(What this task involves):
Starting at the line containing "Identify all instances of wall outlet." and ending with the last line of the records, write those lines out again with "wall clock" changed to "wall mirror" and nothing else altered.

── Records for the task ──

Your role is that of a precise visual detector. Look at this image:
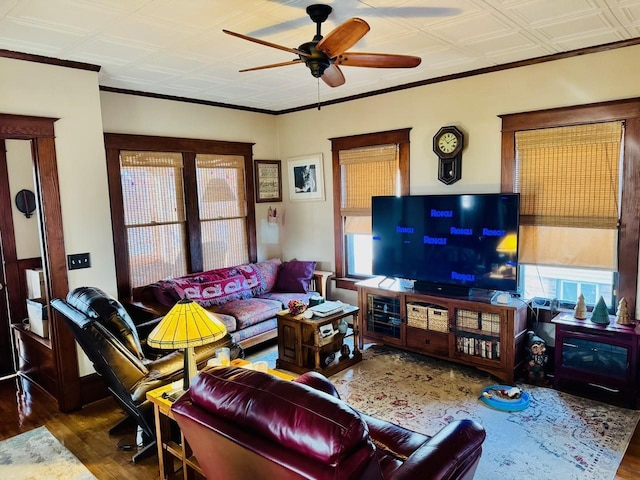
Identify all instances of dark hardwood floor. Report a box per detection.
[0,377,160,480]
[0,377,640,480]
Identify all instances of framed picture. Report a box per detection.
[288,153,324,200]
[253,160,282,203]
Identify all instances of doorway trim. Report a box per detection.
[0,114,82,412]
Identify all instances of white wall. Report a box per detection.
[100,92,282,260]
[0,58,116,375]
[5,46,640,375]
[278,46,640,309]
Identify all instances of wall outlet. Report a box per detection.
[67,253,91,270]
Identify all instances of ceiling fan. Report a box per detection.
[222,4,421,87]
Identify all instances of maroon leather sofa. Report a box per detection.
[172,367,485,480]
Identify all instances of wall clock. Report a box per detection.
[433,125,464,185]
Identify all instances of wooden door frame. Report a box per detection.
[0,114,82,412]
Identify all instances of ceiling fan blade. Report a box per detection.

───

(Written response):
Identify all instances of wall outlet. Report a box per detection.
[67,253,91,270]
Identify all instances of ceiling fan. Report a box per detection.
[222,4,421,87]
Identify all instances of maroon leather sofa. Report a box per detection.
[172,367,485,480]
Identify all instances of wall mirror. Report a box per detection.
[433,125,464,185]
Identify all instances of wooden door frame. Report a box per detection.
[0,114,82,412]
Identify all instances of ceiling fan blade. Report a box per detection.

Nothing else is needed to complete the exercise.